Within these three categories, the four levels of intellectual disability are generally defined as follows:

  • Mild IDD: People who demonstrate independence in most areas of daily living and require ad hoc support only in situations of change or crisis.

  • Moderate IDD: People who need limited support in all areas of daily living, which is given regularly for short periods of time in order to learn, practice, and become competent in using all their skills.

  • Severe IDD: People who need increased, regular support i.e., not limited in time in all areas of daily living in order to function actively. Without such support, individuals are unable to fulfill their basic needs.

  • Profound IDD: People who need immediate support from an external support provider in fulfilling actions in all areas of daily living [6].

Therefore, IDD is a comprehensive term covering cognitive and physical limitations resulting from central nervous system dysfunction, surfacing in childhood with lifelong consequences [7].

IDD can arise from a variety of causes, encompassing genetic, environmental, and perinatal factors. Genetic mutations, either through additions, deletions, or alterations in specific genes or chromosome abnormalities, contribute significantly to the onset of IDD. Exposure to harmful substances during pregnancy, such as alcohol or infections, can adversely impact fetal development, manifesting in various cognitive and neurological impairments [8]. Moreover, preterm births, complications during childbirth, and traumatic brain injuries stand as significant contributors to the complex etiology of IDD [9].

The World Health Organization and other leading organizations within the realm of IDD perceive IDD as a dynamic phenomenon that may change over time [10]. This change derives from the understanding that a person with IDD can improve his functioning in most living areas through personally customized programs and suitable support [10]. On the other hand, an individual with IDD can demonstrate relapse in his abilities against the background of functional and medical problems, which showed higher prevalence compared to the general population [1]. Especially when severe and profound IDD is concerned, additional severe neurological and psychiatric co-morbidity is also often diagnosed, which is expressed, among others, in defects in the communicative, academic, physical, and behavioral functioning in the various environments [1, 11, 12, 13, 14].

Your tasks:
A – Copy the passage on intellectual disability word for word, from "Within these three" up to and including "their basic needs.".
B – According to the passage on intellectual disability, what happens to individuals with severe IDD when they lack increased, regular support?
The lines that come next are separate material, unrelated to the passage on intellectual disability.

Source records:
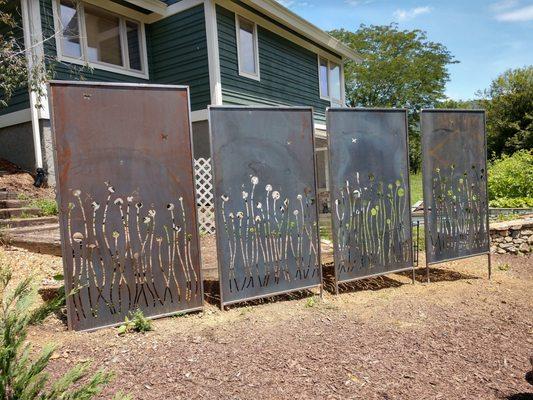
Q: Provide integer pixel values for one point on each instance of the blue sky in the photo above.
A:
(486, 36)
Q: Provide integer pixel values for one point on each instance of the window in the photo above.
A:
(101, 39)
(70, 39)
(247, 48)
(330, 77)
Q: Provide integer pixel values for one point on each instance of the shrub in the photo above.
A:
(136, 322)
(512, 202)
(511, 176)
(24, 378)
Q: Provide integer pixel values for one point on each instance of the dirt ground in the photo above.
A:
(460, 337)
(14, 179)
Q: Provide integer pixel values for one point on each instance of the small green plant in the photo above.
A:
(325, 232)
(512, 202)
(135, 322)
(24, 378)
(311, 302)
(504, 267)
(507, 217)
(47, 207)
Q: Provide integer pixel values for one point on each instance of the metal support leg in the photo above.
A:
(490, 266)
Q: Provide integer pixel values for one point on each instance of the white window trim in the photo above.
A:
(144, 74)
(256, 76)
(342, 101)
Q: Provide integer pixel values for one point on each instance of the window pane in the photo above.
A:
(247, 47)
(70, 33)
(335, 82)
(134, 47)
(103, 36)
(324, 89)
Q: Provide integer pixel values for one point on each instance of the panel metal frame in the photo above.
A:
(487, 212)
(67, 277)
(412, 268)
(320, 285)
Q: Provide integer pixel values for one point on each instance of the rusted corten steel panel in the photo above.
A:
(455, 184)
(369, 187)
(265, 201)
(126, 196)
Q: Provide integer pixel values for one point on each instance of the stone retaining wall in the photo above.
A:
(514, 237)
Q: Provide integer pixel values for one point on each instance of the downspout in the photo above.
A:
(30, 54)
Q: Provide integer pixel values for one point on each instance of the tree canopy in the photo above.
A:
(509, 105)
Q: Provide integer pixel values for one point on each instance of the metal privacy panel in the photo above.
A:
(369, 183)
(455, 185)
(265, 201)
(126, 194)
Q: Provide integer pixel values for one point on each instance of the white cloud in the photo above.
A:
(404, 15)
(286, 3)
(292, 3)
(517, 15)
(503, 5)
(354, 3)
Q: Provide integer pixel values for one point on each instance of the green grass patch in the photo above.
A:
(47, 207)
(416, 187)
(421, 237)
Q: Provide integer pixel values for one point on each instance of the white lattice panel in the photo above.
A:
(204, 195)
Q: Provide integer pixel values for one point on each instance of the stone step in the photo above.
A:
(18, 212)
(40, 243)
(31, 229)
(26, 222)
(11, 203)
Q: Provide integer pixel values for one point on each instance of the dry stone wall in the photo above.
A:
(514, 237)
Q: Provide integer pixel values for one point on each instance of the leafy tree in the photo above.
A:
(400, 68)
(509, 104)
(24, 378)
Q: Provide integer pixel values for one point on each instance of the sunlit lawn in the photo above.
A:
(416, 187)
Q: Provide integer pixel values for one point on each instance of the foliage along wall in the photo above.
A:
(455, 184)
(369, 183)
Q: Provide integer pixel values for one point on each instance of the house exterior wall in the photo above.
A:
(178, 54)
(176, 51)
(289, 72)
(65, 70)
(20, 99)
(16, 145)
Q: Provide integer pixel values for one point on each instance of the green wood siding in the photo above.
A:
(20, 98)
(179, 54)
(289, 72)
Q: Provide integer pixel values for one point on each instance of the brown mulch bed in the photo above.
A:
(461, 337)
(21, 182)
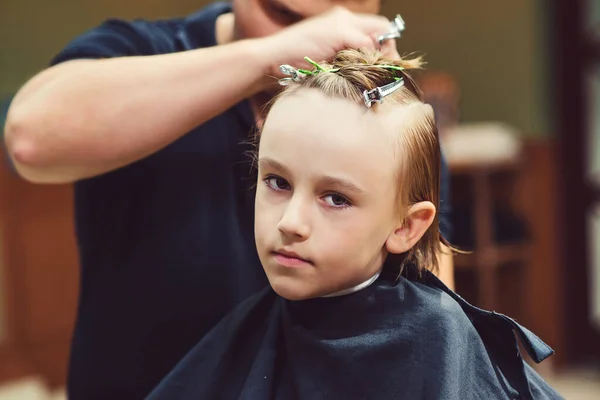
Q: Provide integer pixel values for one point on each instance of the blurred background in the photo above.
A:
(516, 88)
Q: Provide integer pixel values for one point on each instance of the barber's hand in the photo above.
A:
(321, 37)
(389, 49)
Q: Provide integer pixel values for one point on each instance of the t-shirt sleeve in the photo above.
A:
(445, 208)
(119, 38)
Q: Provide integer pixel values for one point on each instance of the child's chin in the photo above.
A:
(292, 292)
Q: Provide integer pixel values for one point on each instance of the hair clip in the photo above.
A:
(396, 29)
(296, 75)
(377, 94)
(292, 73)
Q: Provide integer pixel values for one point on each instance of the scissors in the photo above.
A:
(396, 29)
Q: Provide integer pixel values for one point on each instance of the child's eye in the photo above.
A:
(336, 200)
(277, 183)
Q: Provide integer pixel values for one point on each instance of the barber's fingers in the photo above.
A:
(389, 50)
(372, 24)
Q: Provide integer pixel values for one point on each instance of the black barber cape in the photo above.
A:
(397, 339)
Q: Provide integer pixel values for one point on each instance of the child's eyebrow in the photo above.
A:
(266, 162)
(341, 183)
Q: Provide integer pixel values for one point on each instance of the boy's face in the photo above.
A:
(259, 18)
(326, 193)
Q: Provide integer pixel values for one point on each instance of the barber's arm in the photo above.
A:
(446, 265)
(446, 258)
(117, 102)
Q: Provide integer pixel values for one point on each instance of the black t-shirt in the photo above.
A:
(167, 243)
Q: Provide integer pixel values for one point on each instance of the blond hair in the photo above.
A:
(419, 174)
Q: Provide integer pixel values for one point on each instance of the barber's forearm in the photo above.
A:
(446, 267)
(86, 117)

Task solutions:
A –
Within these three categories, the four levels of intellectual disability are generally defined as follows:

  • Mild IDD: People who demonstrate independence in most areas of daily living and require ad hoc support only in situations of change or crisis.

  • Moderate IDD: People who need limited support in all areas of daily living, which is given regularly for short periods of time in order to learn, practice, and become competent in using all their skills.

  • Severe IDD: People who need increased, regular support i.e., not limited in time in all areas of daily living in order to function actively. Without such support, individuals are unable to fulfill their basic needs.

B – Without such support, individuals with severe IDD are unable to fulfill their basic needs.